Page text.
________
The Gruffalo
- Front cover of the first edition
- Author: Julia Donaldson
- Illustrator: Axel Scheffler
- Language: English
- Genre: Children's fantasy
- Publisher: Macmillan (UK)/Viking Children's Books (US)
- Publication date: 23 March 1999
- Publication place: United Kingdom
- Pages: 32
- ISBN: 0-333-71093-2
- OCLC: 59379845
- Followed by: The Gruffalo's Child
- Website: gruffalo.com

= The Gruffalo =

1999 children's book by Julia Donaldson

The Gruffalo is a children's picture book by the English author Julia Donaldson, illustrated by Axel Scheffler. It tells the story of a mouse strolling in a wood and encountering a series of predators culminating in the fictional 'Gruffalo'. The Gruffalo was first published in 1999 in Britain by Macmillan Children's Books. It is about 700 words long and is written in rhyming couplets featuring repetitive verse. It is an example of a trickster story and was inspired by a Chinese folk tale called "The Fox that Borrows the Terror of a Tiger". The book has sold over 13.5 million copies and has won several prizes for children's literature, including the Nestlé Smarties Book Prize.

It has been adapted into plays and an Academy Award-nominated animated film. The book has inspired a range of merchandise, a commemorative coin, a theme park ride in Chessington World of Adventures in England, and a series of woodland trails. In 2004 & 2026, The Gruffalo was followed by two sequels, The Gruffalo's Child and Gruffalo Granny, also written by Donaldson and illustrated by Scheffler.

== Context ==

=== Author and illustrator ===
Julia Donaldson is an author of children's books, the most famous of which being The Gruffalo. Before writing The Gruffalo, Donaldson had a background in drama and performance. She studied drama at the University of Bristol and then busked in Europe and the United States. She began her career as a writer by writing children's songs for television programmes. In 1993, one of her songs that she sang and performed with her husband—"A Squash and Squeeze", about an elderly lady with a small house—was turned into a book, published by Methuen and illustrated by Axel Scheffler. Scheffler was born and grew up in Germany before moving to Britain to study art. He first worked with Donaldson on A Squash and Squeeze, published in 1993.

=== Creating the book ===
In an interview in the book The Way We Write (2006), Donaldson writes that although "It can take months or years for the germination of a book ... writing The Gruffalo probably took two weeks, with all the rewriting". She said that writing the second half of the book was difficult and almost forced her to stop altogether. Donaldson said that she had admired Scheffler's illustrations for A Squash and Squeeze, and when her publisher did not suggest he would also be illustrating The Gruffalo, she sent him the text of the book herself. Scheffler showed the text to Macmillan, who were his publisher at the time and subsequently published the book.
________
Exercise requirements.
(a) According to the article on The Gruffalo, why did Donaldson send Scheffler the text of the book herself?
(b) Answer these from the article on The Gruffalo:
(i) On what date was the book published?
(ii) At which university did Donaldson study drama?
(iii) How long did Donaldson say writing The Gruffalo probably took?

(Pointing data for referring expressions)
________
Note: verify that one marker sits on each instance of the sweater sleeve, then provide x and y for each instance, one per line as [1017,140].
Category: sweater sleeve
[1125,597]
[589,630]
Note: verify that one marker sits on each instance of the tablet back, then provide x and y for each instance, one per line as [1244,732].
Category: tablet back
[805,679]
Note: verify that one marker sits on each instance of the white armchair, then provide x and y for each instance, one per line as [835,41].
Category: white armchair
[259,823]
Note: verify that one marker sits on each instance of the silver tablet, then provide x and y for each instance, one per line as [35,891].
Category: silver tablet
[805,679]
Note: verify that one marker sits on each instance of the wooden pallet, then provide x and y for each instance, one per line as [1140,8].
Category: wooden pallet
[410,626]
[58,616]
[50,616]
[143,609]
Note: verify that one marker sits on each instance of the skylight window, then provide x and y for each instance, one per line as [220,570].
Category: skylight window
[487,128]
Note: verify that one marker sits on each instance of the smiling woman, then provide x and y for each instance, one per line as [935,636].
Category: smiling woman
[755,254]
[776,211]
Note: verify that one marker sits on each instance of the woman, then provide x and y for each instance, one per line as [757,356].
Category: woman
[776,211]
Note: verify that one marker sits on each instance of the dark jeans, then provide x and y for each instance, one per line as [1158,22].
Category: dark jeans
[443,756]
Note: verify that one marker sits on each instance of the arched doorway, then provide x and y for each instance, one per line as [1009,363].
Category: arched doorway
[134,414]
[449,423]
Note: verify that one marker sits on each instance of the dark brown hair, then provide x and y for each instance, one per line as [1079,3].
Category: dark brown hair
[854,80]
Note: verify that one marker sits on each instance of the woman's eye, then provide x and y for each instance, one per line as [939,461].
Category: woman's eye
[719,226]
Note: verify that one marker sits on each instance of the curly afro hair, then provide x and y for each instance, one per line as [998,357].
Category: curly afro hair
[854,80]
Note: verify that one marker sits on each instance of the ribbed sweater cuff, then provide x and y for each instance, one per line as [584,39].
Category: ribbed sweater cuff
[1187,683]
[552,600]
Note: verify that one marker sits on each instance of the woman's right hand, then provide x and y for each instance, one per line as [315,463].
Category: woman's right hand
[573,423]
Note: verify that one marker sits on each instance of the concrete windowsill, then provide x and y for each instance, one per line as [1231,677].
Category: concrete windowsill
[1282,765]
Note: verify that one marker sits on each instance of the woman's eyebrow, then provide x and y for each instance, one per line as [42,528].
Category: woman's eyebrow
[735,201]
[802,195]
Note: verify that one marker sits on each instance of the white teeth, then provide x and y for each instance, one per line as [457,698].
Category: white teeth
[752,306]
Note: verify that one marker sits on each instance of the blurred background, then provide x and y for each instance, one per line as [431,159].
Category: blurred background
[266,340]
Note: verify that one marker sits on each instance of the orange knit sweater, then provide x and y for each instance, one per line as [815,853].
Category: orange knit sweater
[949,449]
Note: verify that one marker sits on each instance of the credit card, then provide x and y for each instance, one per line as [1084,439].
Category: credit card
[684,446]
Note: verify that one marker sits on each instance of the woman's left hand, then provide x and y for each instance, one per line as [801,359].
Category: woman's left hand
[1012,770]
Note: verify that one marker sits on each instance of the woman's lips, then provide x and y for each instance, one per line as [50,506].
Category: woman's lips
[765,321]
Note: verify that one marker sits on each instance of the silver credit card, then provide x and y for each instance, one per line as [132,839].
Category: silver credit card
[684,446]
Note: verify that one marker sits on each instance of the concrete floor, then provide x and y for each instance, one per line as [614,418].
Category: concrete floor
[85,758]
________
Results by task.
(a) Donaldson had admired Scheffler's illustrations for A Squash and Squeeze. When her publisher did not suggest that he would also illustrate The Gruffalo, she sent him the text herself.

(b)
(i) 23 March 1999
(ii) The University of Bristol
(iii) Probably two weeks, with all the rewriting